> _Task instructions_
Only the lines from the start of the data through the line containing "Expected: one point per instance of the skateboard, each" should be written out, exactly as they are, with both ends included and the pictures left out.

> _Natural language region descriptions_
[Start of Attachment]
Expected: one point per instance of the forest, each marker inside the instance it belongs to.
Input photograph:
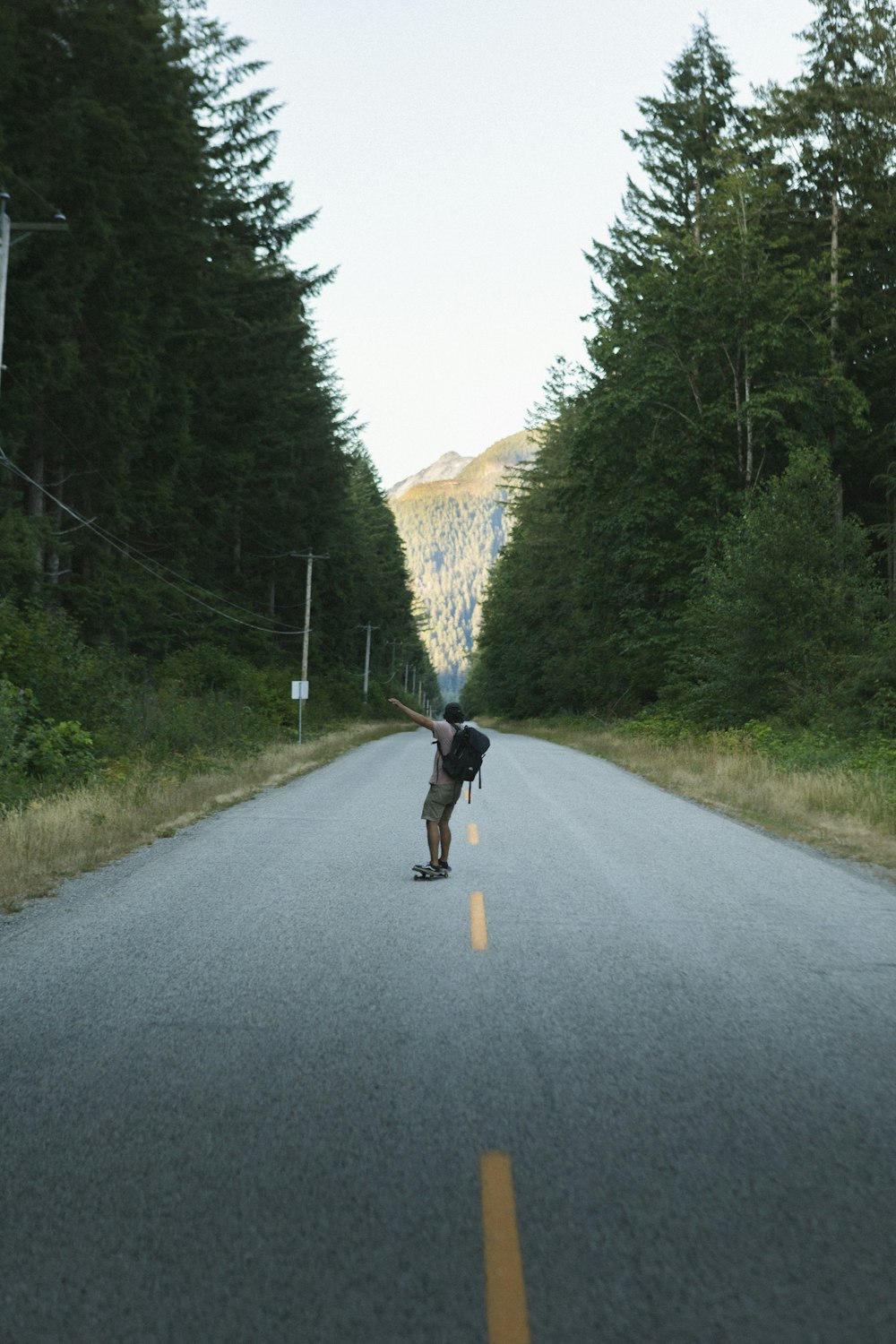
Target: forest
(708, 534)
(174, 440)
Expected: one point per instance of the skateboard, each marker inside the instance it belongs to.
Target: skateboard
(422, 874)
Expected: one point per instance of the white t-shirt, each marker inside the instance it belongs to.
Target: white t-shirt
(445, 737)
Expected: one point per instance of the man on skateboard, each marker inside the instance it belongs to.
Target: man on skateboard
(444, 790)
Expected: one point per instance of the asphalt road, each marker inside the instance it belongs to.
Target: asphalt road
(260, 1086)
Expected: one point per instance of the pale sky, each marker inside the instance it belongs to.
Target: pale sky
(462, 156)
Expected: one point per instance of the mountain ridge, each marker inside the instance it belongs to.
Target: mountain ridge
(452, 527)
(445, 468)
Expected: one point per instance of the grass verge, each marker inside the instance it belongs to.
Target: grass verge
(86, 827)
(847, 812)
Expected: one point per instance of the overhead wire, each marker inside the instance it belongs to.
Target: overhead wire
(148, 564)
(115, 540)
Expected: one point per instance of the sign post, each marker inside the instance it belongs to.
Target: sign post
(300, 693)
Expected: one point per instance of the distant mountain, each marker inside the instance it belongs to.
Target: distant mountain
(452, 526)
(447, 467)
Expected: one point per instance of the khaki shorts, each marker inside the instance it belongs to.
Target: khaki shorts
(440, 801)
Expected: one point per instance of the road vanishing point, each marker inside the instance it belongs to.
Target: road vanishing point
(627, 1077)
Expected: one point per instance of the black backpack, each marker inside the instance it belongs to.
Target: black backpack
(463, 758)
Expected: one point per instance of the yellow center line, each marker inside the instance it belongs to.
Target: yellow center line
(478, 933)
(505, 1311)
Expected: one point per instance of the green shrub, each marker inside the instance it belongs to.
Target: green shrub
(59, 753)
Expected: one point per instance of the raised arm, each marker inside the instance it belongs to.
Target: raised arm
(418, 718)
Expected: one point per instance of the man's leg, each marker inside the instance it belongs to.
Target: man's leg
(433, 840)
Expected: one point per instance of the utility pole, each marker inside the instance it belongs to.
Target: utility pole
(7, 228)
(367, 655)
(309, 558)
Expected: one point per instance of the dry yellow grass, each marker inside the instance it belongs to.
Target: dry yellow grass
(847, 814)
(91, 825)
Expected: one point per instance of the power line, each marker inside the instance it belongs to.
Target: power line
(128, 556)
(128, 547)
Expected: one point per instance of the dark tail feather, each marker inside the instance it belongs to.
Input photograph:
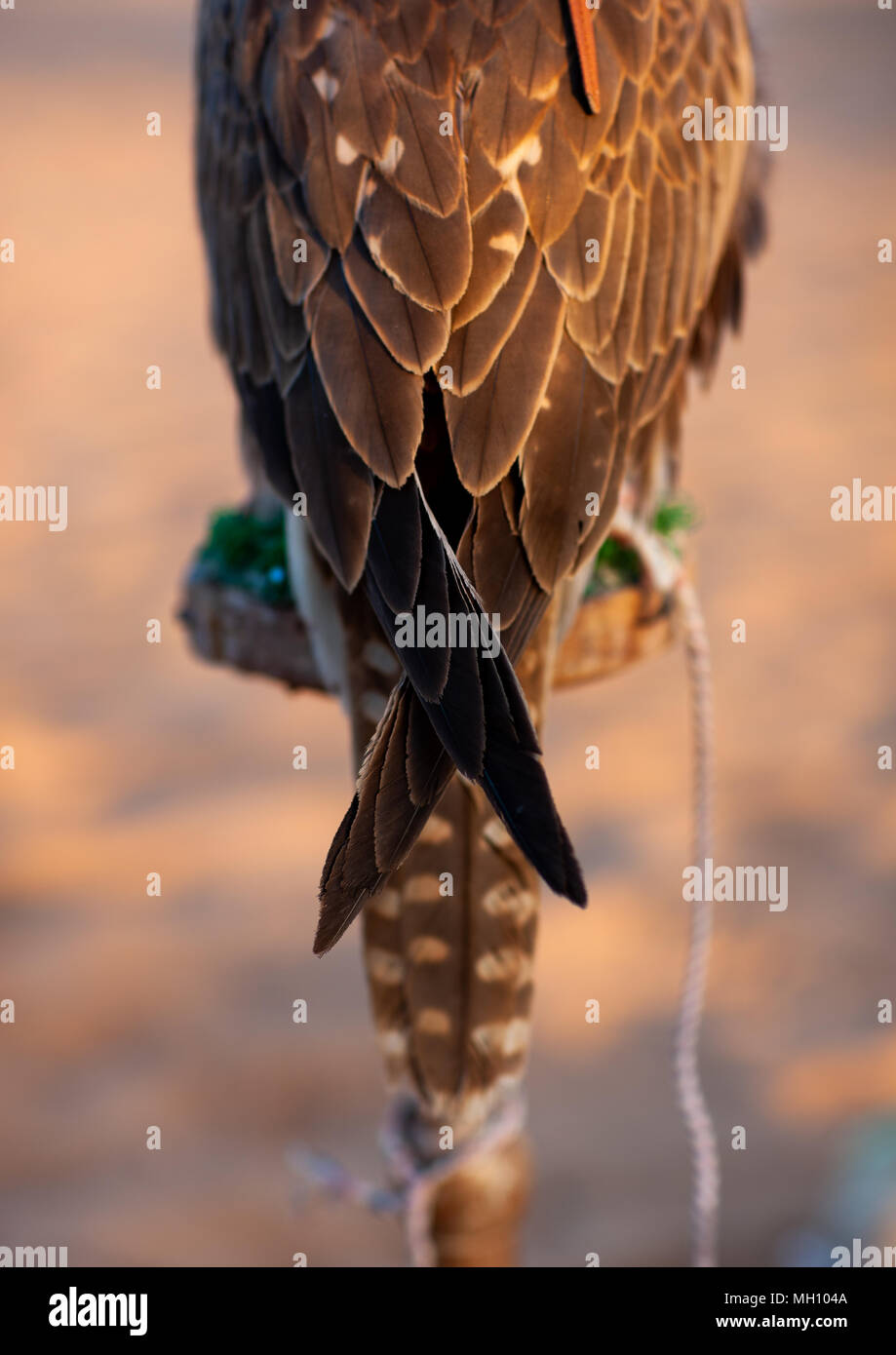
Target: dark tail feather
(476, 719)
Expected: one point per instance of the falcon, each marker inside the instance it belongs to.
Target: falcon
(462, 259)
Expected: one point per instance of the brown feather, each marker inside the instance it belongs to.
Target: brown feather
(377, 403)
(489, 427)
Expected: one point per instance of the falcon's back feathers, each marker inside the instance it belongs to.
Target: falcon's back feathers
(458, 306)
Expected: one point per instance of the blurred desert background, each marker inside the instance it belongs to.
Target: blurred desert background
(133, 757)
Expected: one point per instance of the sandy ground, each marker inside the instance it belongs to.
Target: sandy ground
(133, 757)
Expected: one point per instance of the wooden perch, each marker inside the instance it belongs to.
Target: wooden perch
(476, 1210)
(231, 626)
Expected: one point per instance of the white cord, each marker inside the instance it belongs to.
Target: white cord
(687, 1081)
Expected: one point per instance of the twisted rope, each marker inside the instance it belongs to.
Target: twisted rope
(416, 1178)
(687, 1080)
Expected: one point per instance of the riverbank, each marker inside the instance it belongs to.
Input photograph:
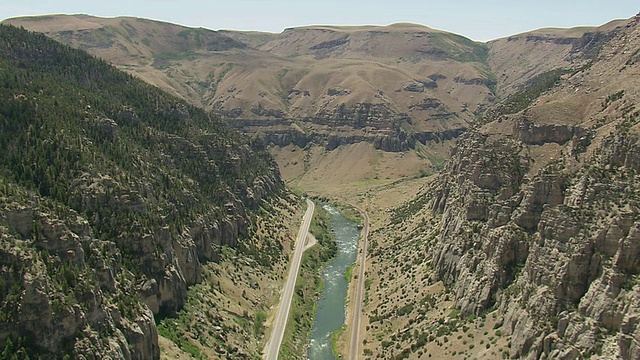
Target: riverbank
(308, 284)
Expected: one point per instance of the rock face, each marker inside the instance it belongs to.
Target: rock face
(540, 216)
(109, 211)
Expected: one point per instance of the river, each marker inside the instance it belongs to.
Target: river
(330, 315)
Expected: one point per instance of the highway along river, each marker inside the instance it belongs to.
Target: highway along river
(331, 312)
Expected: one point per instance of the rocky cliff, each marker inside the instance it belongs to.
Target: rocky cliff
(112, 196)
(356, 83)
(540, 214)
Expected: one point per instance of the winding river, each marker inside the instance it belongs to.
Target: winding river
(330, 315)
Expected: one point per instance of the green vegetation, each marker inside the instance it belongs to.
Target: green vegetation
(532, 90)
(460, 48)
(303, 306)
(335, 336)
(348, 275)
(120, 170)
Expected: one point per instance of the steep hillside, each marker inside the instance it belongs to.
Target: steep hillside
(390, 86)
(533, 228)
(113, 195)
(522, 61)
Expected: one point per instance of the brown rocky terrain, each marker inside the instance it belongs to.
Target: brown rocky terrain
(526, 243)
(389, 86)
(532, 228)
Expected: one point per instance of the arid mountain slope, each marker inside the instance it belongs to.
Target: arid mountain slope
(517, 60)
(537, 215)
(390, 85)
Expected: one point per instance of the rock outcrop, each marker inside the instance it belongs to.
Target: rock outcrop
(109, 204)
(540, 219)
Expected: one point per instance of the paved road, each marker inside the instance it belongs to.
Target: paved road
(272, 348)
(357, 306)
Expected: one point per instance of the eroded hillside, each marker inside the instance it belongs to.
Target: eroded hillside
(533, 227)
(113, 195)
(390, 86)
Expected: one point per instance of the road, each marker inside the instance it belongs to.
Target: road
(272, 348)
(357, 306)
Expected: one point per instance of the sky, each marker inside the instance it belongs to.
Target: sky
(476, 19)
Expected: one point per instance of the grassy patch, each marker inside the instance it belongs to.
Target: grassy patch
(335, 336)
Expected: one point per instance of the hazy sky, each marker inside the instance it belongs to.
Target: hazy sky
(476, 19)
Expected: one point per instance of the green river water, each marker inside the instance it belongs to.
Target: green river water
(331, 312)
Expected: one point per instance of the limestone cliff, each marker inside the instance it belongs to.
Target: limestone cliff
(112, 196)
(540, 214)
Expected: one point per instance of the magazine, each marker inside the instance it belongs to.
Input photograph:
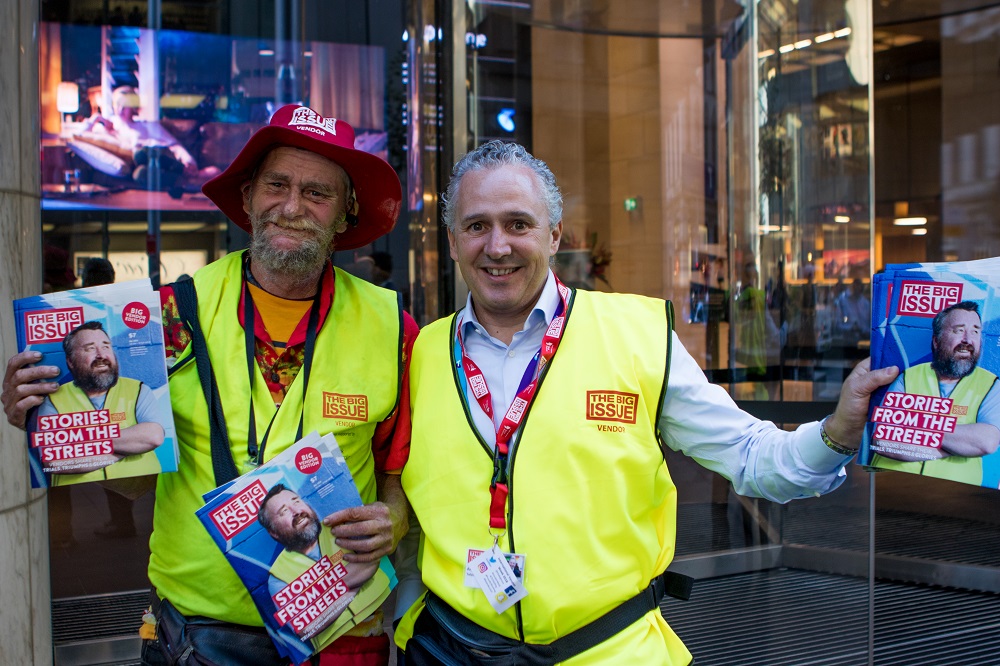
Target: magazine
(268, 523)
(111, 417)
(939, 323)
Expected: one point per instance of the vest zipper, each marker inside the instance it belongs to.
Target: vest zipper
(516, 440)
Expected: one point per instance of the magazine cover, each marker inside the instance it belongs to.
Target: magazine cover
(268, 524)
(111, 417)
(939, 323)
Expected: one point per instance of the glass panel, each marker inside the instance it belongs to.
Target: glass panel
(700, 168)
(936, 142)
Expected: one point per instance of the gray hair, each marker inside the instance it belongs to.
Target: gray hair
(497, 153)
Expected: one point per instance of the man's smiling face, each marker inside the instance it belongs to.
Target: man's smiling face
(502, 240)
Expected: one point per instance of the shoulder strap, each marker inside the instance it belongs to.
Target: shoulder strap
(222, 457)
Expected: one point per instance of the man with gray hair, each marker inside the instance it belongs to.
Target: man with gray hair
(536, 471)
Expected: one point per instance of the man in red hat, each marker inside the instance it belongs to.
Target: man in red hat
(272, 343)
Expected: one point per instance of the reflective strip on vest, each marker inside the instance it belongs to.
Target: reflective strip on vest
(121, 399)
(970, 392)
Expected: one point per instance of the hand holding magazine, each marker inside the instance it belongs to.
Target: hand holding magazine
(268, 524)
(939, 323)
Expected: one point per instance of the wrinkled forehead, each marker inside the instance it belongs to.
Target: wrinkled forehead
(90, 337)
(292, 161)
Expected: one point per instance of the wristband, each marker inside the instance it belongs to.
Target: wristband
(832, 445)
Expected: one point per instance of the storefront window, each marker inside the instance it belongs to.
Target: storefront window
(140, 104)
(722, 156)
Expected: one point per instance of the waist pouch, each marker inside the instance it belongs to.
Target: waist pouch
(444, 637)
(202, 641)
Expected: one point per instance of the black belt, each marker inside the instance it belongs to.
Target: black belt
(467, 642)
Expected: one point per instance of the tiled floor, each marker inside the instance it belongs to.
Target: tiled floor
(87, 563)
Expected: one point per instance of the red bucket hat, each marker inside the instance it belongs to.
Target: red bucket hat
(376, 184)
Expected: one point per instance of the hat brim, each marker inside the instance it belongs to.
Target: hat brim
(376, 184)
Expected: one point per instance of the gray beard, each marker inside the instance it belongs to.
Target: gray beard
(90, 382)
(301, 540)
(951, 368)
(300, 263)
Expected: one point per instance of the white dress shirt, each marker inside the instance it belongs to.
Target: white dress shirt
(699, 419)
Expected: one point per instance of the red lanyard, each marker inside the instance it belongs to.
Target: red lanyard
(518, 408)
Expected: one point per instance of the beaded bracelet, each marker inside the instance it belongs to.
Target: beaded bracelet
(832, 445)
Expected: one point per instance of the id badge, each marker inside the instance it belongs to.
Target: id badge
(496, 579)
(515, 560)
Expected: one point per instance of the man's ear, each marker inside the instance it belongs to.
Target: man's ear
(556, 238)
(245, 190)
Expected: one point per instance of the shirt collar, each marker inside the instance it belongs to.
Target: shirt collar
(327, 290)
(543, 312)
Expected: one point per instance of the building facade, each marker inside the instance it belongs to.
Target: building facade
(755, 163)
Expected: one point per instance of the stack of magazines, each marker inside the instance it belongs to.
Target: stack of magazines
(268, 523)
(939, 323)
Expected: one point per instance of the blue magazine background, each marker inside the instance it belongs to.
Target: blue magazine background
[End of Attachment]
> _Your solution_
Expected: one point per instance of the forest, each marker inside the instance it belongs to.
Input photograph:
Target: forest
(708, 534)
(174, 440)
Expected: one point per instance of the skateboard, each marker inside the instance it belongs to.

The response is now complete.